HOW TO COMPLETE THIS TASK:
Pictures don't belong in the copy; print all the records exactly.

[Opening RECORDS FOR THIS TASK section]

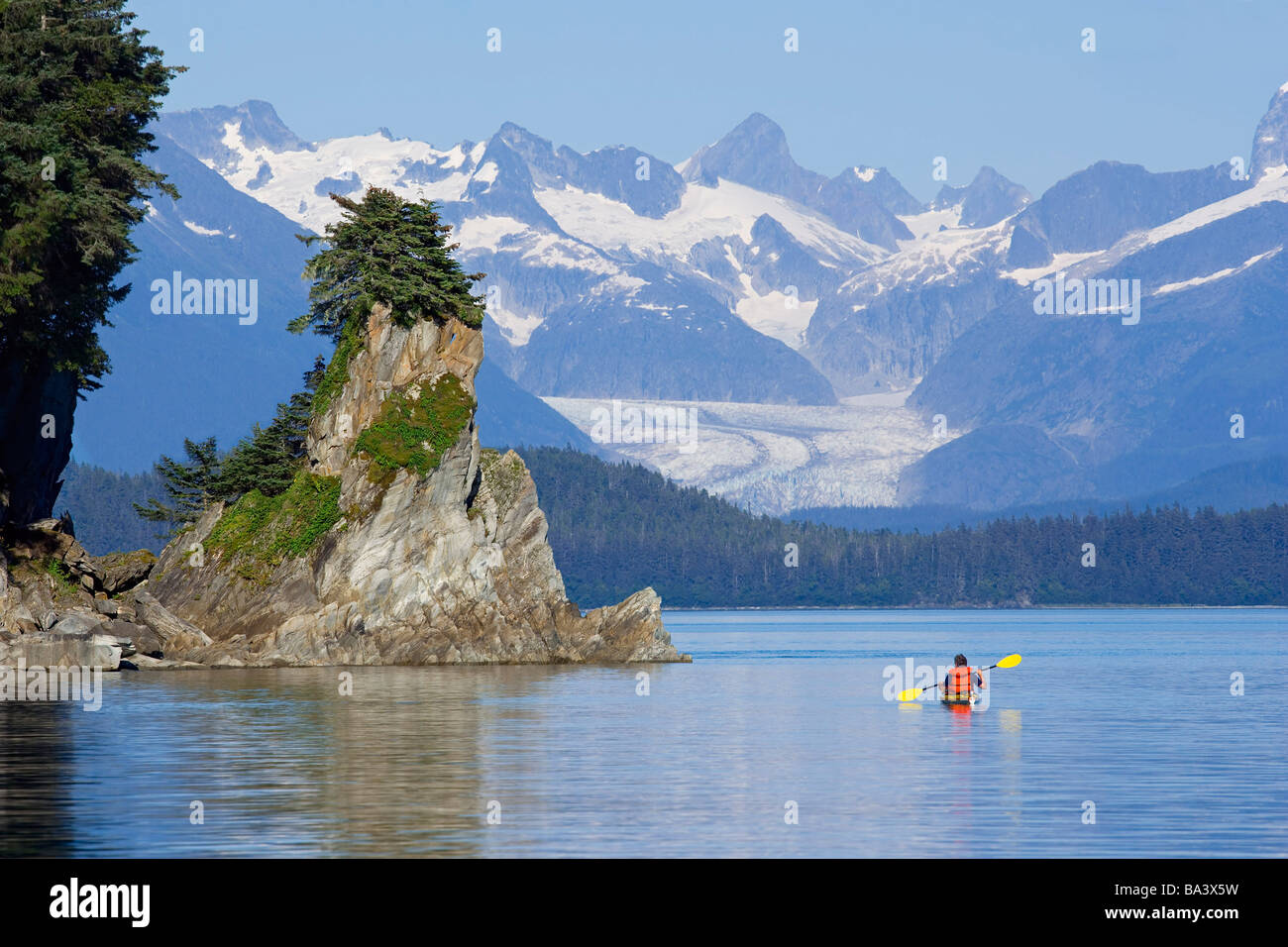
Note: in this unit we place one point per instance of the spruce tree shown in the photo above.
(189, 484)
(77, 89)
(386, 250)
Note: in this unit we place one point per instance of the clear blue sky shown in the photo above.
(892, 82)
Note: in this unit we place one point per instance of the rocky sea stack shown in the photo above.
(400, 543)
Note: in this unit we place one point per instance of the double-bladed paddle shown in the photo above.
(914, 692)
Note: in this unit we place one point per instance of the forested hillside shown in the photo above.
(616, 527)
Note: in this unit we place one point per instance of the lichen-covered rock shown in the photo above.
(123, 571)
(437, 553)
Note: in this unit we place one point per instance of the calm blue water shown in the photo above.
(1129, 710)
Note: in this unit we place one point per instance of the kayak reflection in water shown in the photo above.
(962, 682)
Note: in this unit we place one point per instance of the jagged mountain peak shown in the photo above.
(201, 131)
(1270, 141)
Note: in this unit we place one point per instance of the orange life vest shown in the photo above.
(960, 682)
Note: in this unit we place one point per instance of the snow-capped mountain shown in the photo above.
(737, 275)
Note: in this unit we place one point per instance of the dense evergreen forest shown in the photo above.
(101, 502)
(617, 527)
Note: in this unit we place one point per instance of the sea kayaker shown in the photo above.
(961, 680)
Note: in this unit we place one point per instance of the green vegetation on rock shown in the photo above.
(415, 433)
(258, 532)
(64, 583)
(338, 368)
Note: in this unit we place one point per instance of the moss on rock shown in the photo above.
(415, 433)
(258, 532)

[Closing RECORDS FOR THIS TASK section]

THE ANSWER:
Note: in this unit we place one point per instance of the spruce tree shown in the photo above.
(189, 484)
(77, 89)
(386, 250)
Note: in this unit we place one point per instance of the clear blue sky shown in the photo above.
(892, 82)
Note: in this unit we place one point per instance of the rocky sea stack shown in the photo above.
(400, 543)
Note: in this unit we place one point per instance of the double-bladed paddle shown in the photo above.
(914, 692)
Note: in this unit we place one point per instance of the forested hillside shown in the photo above.
(616, 527)
Note: in this unit we place one point per instance of the lichen-covered rock shown in the photo above.
(123, 571)
(437, 553)
Note: in this unit we place one point per instance of the calm blue water shown in the photo above.
(1129, 710)
Note: in this unit we place one point per instance of the kayak reflection in water shown in the photo above.
(962, 682)
Note: in this unit we place one point per instance of the jagged mountain peak shown in the photo above.
(201, 131)
(1270, 141)
Note: in this unit we place one point per instance of the orange life vest shown in the photo above.
(960, 682)
Note: in this unit we place one point per instance of the snow-capped mountain shown in the photo above.
(737, 275)
Note: in this unit we place one point per instance of the dense evergreen forest shown in the photo above.
(101, 502)
(617, 527)
Note: in this unit we place one point per instance of the sea kayaker shown in the photo above.
(961, 680)
Note: in this unit we place one point per instance of the green vegetation on rock shown in the photo above.
(415, 433)
(258, 532)
(64, 583)
(338, 368)
Note: in this unit we place one point per instance of the moss on rock shown in the photo above.
(415, 433)
(258, 532)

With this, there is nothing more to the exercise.